Please format the records as a two-column CSV with the headers instruction and response, one row per record, beginning at the line that has "Each instance of the microphone" and stopping after the line that has "pixel 382 319". Wrap every field in double quotes and turn any line breaks inside a field into spaces.

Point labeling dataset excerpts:
————————
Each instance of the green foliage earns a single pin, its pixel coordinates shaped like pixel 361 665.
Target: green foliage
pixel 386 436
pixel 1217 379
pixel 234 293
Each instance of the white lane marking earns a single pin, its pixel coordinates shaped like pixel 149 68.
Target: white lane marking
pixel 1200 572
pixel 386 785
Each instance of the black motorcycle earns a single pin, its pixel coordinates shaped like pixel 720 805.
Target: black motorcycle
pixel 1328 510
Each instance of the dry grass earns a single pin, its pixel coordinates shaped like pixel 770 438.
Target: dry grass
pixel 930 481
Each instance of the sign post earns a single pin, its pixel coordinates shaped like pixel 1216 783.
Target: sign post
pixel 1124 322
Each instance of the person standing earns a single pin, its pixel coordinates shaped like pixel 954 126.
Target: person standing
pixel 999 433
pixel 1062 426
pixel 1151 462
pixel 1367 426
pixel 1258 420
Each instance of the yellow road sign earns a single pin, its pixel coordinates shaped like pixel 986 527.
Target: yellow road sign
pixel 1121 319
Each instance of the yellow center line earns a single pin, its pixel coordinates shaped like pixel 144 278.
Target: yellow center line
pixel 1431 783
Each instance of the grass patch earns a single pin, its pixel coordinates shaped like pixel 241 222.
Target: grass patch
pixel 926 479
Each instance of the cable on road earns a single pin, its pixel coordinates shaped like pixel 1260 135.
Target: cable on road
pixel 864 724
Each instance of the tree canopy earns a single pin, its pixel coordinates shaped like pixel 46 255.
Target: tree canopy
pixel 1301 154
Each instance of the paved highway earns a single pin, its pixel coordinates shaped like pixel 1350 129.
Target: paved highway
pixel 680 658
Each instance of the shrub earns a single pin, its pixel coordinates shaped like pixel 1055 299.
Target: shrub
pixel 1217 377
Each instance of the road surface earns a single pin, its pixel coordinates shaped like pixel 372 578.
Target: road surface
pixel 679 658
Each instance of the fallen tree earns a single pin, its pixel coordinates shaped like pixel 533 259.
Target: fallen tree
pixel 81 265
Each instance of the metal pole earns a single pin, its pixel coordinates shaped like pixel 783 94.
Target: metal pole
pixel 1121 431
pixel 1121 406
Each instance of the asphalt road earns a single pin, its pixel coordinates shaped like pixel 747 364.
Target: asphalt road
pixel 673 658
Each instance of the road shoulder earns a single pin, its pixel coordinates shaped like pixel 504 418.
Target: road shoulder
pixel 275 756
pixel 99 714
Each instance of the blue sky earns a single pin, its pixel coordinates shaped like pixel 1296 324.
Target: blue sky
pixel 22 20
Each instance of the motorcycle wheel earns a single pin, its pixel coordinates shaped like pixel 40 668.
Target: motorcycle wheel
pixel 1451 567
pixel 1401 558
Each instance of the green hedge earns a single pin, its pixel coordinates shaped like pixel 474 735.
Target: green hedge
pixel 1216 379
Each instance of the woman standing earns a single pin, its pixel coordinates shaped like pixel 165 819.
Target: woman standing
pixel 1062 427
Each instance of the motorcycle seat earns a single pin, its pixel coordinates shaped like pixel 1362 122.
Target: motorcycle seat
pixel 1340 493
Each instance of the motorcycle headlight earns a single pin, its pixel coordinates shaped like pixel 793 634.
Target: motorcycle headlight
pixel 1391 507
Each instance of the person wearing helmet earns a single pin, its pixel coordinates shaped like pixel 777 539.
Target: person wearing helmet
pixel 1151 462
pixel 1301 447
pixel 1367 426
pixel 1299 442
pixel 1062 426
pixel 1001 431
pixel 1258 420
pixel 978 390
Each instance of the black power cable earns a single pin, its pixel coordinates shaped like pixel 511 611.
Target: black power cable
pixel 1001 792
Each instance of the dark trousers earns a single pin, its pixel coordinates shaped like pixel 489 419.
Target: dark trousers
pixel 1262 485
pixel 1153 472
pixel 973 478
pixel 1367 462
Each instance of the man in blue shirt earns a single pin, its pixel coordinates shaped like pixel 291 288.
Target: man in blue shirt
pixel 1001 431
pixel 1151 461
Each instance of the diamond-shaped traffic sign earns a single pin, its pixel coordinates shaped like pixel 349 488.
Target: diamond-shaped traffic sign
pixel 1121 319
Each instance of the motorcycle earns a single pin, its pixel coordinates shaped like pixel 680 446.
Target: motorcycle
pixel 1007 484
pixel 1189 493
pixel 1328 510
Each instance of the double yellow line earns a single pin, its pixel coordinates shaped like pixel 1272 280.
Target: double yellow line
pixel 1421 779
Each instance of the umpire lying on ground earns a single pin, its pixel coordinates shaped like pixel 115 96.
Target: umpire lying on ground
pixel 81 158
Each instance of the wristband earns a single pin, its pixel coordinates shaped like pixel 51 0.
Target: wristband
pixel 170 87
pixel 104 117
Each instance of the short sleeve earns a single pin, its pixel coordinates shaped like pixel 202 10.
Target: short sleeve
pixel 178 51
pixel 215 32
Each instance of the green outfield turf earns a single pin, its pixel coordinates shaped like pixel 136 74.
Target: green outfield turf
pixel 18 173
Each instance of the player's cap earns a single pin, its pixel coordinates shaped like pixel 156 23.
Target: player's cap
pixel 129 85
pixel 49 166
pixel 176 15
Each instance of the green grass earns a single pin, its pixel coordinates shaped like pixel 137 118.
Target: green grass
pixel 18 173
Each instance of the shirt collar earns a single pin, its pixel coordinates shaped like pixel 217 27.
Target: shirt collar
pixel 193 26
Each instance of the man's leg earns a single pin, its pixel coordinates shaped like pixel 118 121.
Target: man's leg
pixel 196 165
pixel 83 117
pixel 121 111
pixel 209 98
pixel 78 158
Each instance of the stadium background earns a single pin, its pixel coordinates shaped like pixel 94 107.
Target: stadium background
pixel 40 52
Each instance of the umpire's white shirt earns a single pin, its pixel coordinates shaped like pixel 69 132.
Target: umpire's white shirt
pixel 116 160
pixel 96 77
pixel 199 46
————————
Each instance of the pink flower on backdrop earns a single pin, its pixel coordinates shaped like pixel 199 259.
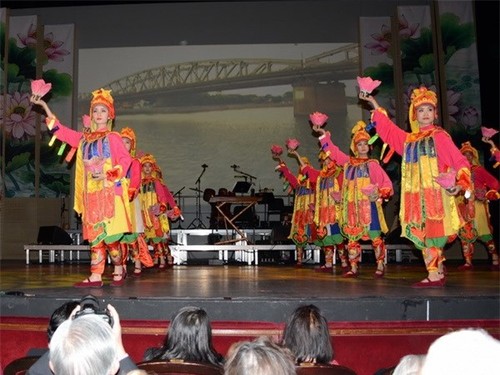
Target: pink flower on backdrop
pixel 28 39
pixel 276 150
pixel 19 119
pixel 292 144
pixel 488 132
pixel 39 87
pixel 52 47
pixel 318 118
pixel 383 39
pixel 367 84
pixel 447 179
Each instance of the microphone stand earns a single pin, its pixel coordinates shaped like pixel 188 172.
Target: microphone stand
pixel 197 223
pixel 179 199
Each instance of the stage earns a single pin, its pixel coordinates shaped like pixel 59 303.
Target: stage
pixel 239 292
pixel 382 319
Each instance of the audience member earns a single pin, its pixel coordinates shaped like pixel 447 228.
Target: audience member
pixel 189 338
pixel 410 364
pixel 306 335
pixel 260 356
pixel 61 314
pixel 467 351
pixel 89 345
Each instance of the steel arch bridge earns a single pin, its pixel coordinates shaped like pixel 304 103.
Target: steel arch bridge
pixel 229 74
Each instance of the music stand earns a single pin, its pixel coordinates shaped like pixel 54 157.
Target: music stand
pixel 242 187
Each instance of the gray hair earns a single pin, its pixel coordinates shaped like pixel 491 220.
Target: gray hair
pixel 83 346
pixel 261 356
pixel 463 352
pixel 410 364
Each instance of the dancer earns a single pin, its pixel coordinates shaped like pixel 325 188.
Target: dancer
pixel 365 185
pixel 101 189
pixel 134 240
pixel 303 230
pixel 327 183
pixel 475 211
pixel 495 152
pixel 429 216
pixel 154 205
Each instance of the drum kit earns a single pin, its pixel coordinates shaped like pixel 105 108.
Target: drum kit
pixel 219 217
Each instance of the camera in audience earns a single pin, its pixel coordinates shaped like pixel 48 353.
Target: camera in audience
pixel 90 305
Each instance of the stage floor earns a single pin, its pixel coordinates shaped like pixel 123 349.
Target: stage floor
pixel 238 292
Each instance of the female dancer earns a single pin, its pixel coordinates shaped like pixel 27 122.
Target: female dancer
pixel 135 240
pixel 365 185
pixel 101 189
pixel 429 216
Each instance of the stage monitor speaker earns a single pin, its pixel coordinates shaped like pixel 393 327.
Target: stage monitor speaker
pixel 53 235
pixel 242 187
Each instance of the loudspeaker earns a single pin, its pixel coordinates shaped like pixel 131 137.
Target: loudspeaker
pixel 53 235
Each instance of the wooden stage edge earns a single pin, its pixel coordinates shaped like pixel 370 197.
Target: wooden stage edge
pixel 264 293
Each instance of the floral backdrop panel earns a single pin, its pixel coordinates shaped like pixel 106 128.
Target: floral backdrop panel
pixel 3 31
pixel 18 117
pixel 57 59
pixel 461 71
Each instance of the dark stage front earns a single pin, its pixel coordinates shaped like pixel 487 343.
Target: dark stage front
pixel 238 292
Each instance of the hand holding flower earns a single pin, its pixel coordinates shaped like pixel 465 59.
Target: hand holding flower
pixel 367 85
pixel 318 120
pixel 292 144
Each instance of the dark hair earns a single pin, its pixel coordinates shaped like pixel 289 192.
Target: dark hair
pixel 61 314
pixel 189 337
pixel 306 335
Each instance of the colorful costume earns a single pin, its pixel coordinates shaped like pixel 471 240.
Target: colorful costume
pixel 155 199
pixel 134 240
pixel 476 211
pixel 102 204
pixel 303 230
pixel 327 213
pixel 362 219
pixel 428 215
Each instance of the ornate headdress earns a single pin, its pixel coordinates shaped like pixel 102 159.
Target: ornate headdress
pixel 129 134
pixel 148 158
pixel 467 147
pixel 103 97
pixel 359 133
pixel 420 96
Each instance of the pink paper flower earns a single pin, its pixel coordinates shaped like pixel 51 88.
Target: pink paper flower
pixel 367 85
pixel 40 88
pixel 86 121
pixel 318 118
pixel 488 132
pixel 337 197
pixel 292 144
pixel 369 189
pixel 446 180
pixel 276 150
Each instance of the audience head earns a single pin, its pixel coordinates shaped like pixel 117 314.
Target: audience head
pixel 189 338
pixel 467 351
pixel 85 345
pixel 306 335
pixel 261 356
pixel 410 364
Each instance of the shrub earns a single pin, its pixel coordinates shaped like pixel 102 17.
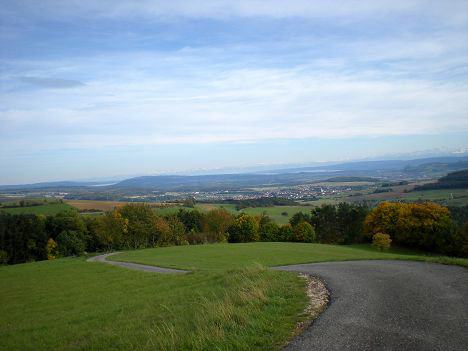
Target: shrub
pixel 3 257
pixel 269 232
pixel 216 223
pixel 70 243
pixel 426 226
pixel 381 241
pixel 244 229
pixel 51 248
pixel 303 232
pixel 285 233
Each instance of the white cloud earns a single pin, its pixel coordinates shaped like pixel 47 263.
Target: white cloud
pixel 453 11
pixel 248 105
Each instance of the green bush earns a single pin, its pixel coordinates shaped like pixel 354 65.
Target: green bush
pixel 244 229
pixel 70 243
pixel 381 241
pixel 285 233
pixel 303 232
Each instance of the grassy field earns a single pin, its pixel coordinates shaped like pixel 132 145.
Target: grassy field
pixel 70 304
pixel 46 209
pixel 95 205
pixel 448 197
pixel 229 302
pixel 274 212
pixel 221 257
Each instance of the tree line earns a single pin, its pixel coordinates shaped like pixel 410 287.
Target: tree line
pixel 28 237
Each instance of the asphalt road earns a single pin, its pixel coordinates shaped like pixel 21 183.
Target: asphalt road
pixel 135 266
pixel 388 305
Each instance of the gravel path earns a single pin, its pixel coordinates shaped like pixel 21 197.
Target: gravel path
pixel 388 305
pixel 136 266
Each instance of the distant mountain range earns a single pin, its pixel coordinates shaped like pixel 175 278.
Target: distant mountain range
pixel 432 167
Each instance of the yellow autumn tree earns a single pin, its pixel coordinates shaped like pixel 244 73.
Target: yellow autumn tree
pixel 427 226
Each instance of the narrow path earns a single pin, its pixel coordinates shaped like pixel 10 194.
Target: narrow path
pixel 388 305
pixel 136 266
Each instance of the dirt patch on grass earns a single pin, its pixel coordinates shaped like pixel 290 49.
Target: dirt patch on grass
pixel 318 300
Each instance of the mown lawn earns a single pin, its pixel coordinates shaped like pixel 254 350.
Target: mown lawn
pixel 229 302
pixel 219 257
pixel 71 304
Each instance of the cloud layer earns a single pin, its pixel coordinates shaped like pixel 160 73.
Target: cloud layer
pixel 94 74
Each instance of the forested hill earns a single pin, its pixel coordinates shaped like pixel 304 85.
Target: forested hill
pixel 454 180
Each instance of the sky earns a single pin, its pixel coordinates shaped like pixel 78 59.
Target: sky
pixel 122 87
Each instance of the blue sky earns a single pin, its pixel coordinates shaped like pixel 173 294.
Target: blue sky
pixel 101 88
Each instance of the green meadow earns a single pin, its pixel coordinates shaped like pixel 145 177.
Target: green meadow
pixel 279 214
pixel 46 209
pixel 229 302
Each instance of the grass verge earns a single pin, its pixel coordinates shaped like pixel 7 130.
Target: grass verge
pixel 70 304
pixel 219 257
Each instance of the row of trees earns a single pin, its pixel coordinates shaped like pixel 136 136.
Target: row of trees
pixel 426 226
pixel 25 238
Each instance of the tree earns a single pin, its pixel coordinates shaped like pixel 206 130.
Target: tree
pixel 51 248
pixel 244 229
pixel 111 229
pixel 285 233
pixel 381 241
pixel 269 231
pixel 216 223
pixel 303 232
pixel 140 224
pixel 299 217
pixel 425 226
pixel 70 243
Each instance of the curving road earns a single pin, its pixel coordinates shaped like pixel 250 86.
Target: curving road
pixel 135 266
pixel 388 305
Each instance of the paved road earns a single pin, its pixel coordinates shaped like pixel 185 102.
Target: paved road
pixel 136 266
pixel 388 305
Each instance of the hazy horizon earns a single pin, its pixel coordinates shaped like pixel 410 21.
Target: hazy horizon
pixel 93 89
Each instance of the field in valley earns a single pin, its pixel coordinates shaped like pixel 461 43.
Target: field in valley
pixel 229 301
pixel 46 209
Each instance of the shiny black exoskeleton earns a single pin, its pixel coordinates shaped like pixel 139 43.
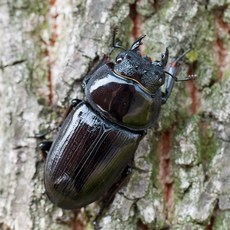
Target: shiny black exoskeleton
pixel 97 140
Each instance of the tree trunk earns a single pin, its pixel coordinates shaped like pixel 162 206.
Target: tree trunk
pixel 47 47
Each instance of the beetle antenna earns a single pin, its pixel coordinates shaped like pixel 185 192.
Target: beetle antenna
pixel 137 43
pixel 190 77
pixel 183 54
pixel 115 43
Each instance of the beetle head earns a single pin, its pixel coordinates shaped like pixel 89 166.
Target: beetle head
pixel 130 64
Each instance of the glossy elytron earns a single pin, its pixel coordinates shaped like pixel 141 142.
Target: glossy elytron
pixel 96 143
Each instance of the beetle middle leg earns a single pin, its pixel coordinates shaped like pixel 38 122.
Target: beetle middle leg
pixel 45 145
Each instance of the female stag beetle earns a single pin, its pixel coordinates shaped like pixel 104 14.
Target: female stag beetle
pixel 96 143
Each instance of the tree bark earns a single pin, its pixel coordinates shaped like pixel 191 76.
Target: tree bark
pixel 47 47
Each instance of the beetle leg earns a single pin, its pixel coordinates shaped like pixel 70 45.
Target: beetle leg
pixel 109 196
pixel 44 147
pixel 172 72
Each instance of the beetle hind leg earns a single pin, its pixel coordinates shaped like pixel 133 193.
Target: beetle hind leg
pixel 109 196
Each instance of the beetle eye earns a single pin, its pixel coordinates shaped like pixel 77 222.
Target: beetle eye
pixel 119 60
————————
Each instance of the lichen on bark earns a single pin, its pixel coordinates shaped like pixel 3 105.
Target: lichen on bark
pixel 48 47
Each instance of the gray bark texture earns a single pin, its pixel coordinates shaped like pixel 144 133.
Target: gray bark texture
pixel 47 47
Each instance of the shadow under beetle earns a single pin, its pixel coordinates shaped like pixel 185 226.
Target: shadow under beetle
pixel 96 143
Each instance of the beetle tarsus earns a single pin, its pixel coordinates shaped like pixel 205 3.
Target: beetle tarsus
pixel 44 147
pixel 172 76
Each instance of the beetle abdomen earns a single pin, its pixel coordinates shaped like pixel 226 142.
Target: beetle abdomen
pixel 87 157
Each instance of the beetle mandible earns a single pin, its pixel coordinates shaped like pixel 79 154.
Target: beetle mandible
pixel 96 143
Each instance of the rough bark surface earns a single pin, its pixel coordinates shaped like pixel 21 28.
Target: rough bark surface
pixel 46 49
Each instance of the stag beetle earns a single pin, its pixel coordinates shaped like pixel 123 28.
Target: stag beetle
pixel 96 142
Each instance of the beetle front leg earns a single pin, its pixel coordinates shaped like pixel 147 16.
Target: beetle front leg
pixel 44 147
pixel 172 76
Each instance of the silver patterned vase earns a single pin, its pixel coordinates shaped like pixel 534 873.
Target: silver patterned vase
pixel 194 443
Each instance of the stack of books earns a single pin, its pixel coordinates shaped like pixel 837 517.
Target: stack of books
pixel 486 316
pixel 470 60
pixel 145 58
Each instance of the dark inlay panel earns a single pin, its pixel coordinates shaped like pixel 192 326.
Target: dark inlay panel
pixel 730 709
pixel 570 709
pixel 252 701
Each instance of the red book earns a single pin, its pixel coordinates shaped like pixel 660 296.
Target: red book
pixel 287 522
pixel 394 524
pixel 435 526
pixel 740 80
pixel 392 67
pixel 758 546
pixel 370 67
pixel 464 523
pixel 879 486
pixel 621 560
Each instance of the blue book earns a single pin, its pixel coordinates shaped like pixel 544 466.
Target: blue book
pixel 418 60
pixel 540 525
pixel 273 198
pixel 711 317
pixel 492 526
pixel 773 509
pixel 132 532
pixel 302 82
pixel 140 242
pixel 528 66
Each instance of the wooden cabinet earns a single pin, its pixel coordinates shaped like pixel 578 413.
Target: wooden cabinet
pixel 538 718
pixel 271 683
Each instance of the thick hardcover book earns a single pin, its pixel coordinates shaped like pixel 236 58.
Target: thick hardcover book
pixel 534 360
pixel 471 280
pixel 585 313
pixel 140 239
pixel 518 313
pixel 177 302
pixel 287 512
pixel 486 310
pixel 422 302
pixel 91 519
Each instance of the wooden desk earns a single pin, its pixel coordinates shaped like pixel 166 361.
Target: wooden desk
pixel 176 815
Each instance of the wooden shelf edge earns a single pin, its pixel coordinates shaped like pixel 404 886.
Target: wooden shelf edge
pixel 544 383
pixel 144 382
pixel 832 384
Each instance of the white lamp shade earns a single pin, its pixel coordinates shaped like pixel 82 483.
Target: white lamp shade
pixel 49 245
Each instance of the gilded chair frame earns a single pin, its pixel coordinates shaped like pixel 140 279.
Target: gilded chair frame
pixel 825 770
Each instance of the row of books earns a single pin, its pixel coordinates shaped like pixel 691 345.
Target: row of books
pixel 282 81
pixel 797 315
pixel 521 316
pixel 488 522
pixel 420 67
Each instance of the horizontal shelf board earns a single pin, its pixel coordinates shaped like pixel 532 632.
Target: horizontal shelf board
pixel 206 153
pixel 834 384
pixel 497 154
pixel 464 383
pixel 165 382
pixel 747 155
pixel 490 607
————————
• RESULT BELOW
instruction,response
"Each instance of the microphone stand earns a single pin, its pixel coordinates shaped like pixel 188 172. Target: microphone stand","pixel 197 223 pixel 179 199"
"Each instance of the stage earns a single pin, its pixel coordinates shaped like pixel 59 303. Target: stage","pixel 239 292 pixel 382 319"